Data under study:
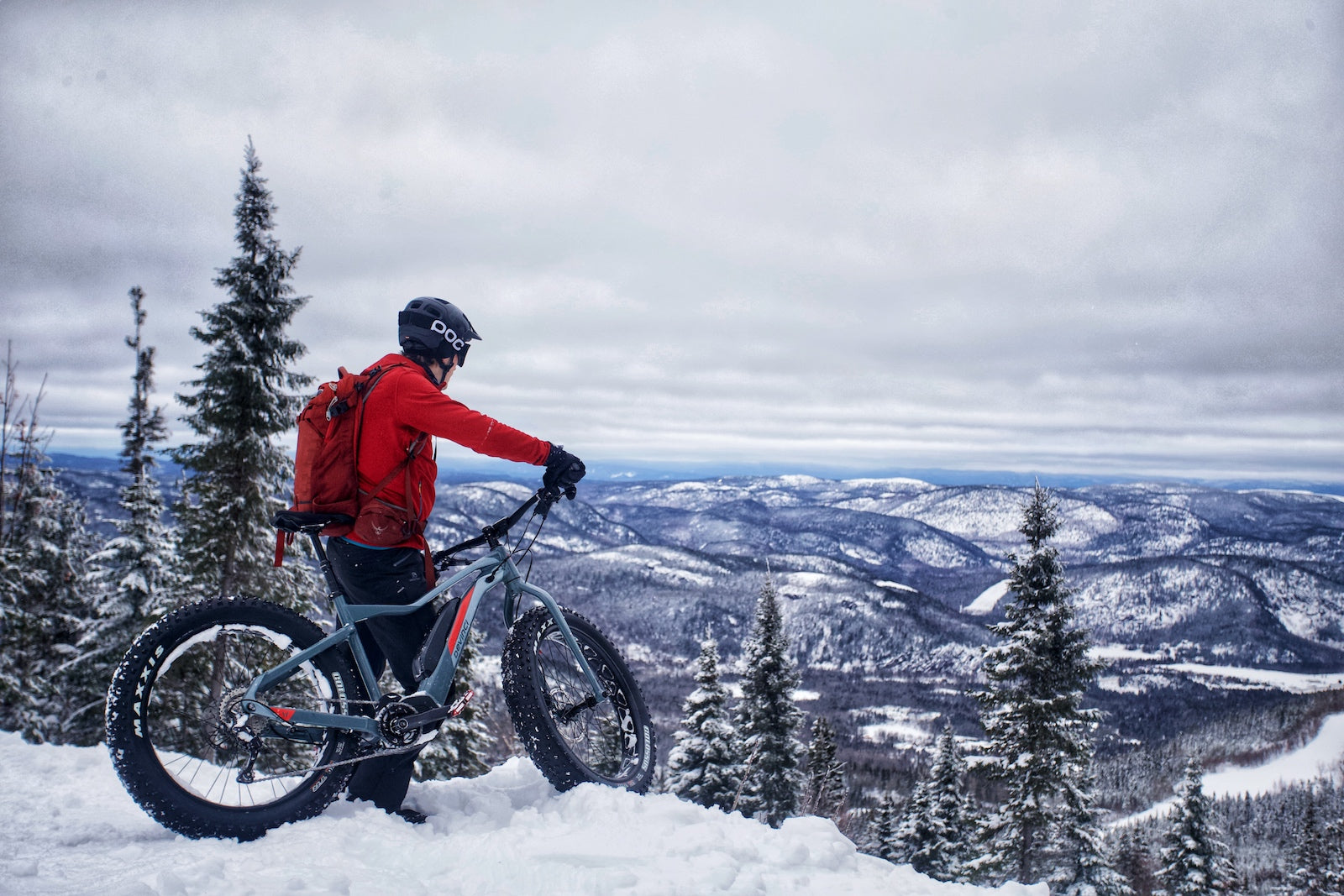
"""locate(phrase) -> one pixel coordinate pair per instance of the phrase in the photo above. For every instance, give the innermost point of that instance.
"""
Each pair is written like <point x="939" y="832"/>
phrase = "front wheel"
<point x="186" y="752"/>
<point x="571" y="738"/>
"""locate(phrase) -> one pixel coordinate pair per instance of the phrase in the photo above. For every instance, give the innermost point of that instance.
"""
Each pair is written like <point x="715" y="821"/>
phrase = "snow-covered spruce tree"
<point x="44" y="609"/>
<point x="768" y="716"/>
<point x="938" y="835"/>
<point x="242" y="401"/>
<point x="1194" y="862"/>
<point x="132" y="574"/>
<point x="1032" y="711"/>
<point x="1089" y="866"/>
<point x="1335" y="849"/>
<point x="824" y="792"/>
<point x="885" y="831"/>
<point x="1135" y="862"/>
<point x="464" y="741"/>
<point x="705" y="766"/>
<point x="1310" y="862"/>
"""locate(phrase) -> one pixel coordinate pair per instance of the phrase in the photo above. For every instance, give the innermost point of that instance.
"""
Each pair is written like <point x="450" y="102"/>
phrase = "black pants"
<point x="391" y="575"/>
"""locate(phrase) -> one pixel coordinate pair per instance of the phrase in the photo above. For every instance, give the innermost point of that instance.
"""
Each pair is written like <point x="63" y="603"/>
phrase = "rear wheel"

Problem to solve: Using the entries above, give the number of lines that carry the string "Each", without anything else.

Response to this task: 4